▶ Written task
Please list every row below that contains the word "hair", copying each one in full.
◆ ◆ ◆ ◆ ◆ ◆ ◆
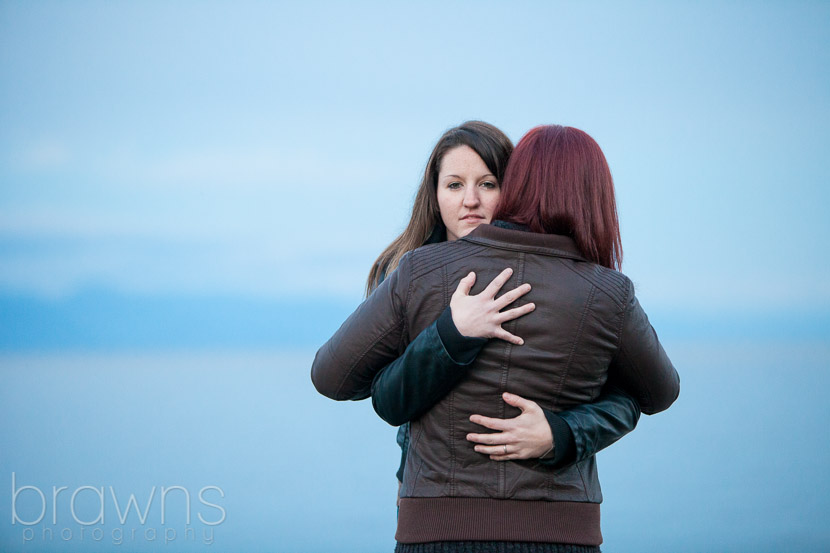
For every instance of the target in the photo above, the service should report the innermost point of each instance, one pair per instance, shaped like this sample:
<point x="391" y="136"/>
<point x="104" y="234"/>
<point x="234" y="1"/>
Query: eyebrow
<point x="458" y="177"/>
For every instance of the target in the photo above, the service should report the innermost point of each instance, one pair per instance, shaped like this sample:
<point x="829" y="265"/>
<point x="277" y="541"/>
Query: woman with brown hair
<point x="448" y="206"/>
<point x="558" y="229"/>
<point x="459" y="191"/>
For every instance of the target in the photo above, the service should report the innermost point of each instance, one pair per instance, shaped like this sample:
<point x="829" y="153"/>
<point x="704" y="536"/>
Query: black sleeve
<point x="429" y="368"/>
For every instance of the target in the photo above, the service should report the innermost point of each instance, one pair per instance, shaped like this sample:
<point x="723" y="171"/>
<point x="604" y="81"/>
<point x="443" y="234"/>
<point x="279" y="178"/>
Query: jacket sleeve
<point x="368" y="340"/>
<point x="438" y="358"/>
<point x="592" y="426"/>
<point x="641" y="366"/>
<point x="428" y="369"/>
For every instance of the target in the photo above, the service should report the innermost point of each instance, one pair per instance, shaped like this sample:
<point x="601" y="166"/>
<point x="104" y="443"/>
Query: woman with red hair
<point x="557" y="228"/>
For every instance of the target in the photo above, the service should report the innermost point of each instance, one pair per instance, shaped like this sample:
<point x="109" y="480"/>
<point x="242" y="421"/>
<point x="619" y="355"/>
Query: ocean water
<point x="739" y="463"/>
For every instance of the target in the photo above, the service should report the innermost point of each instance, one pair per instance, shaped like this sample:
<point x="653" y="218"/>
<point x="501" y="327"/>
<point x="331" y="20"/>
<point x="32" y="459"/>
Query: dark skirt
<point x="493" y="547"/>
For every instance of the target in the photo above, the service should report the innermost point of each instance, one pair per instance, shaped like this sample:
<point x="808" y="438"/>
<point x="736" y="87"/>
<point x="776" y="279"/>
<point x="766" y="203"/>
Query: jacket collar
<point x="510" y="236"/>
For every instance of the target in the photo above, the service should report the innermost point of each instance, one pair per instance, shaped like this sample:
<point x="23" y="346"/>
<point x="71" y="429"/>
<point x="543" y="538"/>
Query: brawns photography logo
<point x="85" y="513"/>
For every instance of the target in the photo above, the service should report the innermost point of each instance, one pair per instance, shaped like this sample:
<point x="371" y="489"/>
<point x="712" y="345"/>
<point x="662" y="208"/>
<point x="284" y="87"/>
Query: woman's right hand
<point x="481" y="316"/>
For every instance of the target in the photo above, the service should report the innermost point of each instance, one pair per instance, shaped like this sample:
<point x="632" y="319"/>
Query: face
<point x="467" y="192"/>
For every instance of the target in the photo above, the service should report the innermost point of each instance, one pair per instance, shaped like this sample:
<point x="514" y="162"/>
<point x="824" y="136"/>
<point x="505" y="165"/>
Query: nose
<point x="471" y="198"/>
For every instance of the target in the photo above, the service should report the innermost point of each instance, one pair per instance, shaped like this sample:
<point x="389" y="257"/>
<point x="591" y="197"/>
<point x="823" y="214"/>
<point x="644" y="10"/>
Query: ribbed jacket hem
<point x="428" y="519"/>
◆ ◆ ◆ ◆ ◆ ◆ ◆
▶ Result of the exercise
Query: woman with brown hair
Query: woman with red hair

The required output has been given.